--- RECORDS PROVIDED ---
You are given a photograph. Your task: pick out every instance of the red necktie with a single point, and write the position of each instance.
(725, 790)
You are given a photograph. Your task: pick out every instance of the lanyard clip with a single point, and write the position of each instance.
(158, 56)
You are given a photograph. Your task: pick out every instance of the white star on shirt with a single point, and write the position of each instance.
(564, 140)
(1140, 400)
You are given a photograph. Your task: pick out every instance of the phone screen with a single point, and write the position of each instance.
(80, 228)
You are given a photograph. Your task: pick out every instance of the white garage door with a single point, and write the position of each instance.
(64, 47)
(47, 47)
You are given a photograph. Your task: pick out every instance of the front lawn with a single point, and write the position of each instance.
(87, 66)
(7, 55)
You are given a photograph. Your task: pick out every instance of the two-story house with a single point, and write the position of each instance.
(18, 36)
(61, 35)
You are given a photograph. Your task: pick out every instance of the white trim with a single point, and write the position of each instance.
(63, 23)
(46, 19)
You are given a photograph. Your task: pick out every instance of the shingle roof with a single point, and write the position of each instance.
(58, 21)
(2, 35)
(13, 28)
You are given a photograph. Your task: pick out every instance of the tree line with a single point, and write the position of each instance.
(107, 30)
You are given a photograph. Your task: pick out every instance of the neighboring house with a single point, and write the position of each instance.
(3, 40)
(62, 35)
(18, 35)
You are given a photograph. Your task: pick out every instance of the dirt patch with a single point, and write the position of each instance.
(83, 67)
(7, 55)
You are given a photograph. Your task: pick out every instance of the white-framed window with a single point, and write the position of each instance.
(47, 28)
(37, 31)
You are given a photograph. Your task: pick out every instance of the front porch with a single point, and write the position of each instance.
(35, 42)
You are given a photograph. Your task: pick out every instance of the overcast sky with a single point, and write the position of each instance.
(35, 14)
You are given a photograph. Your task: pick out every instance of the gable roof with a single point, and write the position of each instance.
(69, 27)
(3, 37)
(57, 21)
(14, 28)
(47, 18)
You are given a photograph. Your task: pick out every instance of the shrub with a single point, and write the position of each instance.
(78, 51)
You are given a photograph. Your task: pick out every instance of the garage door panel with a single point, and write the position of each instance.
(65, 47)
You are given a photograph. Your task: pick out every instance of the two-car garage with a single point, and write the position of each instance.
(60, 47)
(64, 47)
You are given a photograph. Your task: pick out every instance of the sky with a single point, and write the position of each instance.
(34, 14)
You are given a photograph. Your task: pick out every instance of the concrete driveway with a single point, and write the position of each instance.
---
> **GOAL OF THE EXERCISE**
Quote each line of the data above exactly as written.

> **EXERCISE OUTPUT**
You are given a photograph. Your task: pick out every instance of the red necktie with a single point, and write the position of each instance.
(725, 790)
You are given a photograph. Your task: pick out every instance of the lanyard clip with a single point, and write the position of each instance.
(158, 56)
You are given a photograph. Your task: pick out every instance of the white star on shirt with a single point, and write the position of each instance.
(564, 140)
(1140, 400)
You are given a photograph. Your task: pick out every instance of the phone screen with a single point, and write the position of each instance.
(80, 228)
You are given a photograph. Your task: pick out every instance of the white garage door with a single point, and write the position of each instance.
(64, 47)
(47, 47)
You are given a photograph. Your task: pick out every instance of the front lawn with a single point, and write the position of each instance.
(87, 66)
(7, 55)
You are given a photograph. Your task: pick out every instance of the two-story house with a single point, and write the position of each instance.
(18, 36)
(61, 35)
You are given a photograph. Your task: pick out every instance of the white trim with a single point, and write the position of each instance.
(63, 23)
(46, 19)
You are given a photograph. Your task: pick out every instance of the shingle roof with a single point, and write the position of each instance.
(58, 21)
(2, 35)
(13, 28)
You are given a photograph. Your task: pick out every instance of the tree line with a single point, and write the position of each instance.
(107, 30)
You are given a photograph. Your task: pick out every instance of the neighboring house with a single point, and write the position of each instance.
(3, 40)
(62, 35)
(18, 35)
You are given a photograph. Your task: pick out every instance of the dirt patch with a single point, and write the position of each instance.
(83, 67)
(7, 55)
You are given a photograph. Your task: pick out every instance of the white-framed window with a single point, and write the position of each instance.
(47, 28)
(37, 31)
You are given a photograph. Your task: pick out every instance of the front porch with a single point, and write the position of each instance.
(35, 42)
You are given a photograph. Your task: pick out every instance of the overcast sky with a single point, and write the position of each instance.
(35, 14)
You are given a photograph. Your task: pick out every instance of the gable roof with a single point, and write the position of each instance.
(69, 27)
(3, 37)
(57, 21)
(14, 28)
(47, 18)
You are given a photograph. Your task: pick out every instance of the shrub with a single point, and write the position of each instance.
(78, 51)
You are given a photograph. Your task: pick out every instance of the garage door panel with a single point, and write the position of each instance.
(65, 47)
You are given a photograph. Your task: pick out every instance of the two-car garage with a single point, and write the position of each instance.
(60, 47)
(64, 47)
You are given a photograph. Your task: pick out every instance of the sky with a single point, and write the position of each instance.
(34, 14)
You are given a photograph. Your task: pick out every instance of the concrete driveway with a single point, and write the position of each instance.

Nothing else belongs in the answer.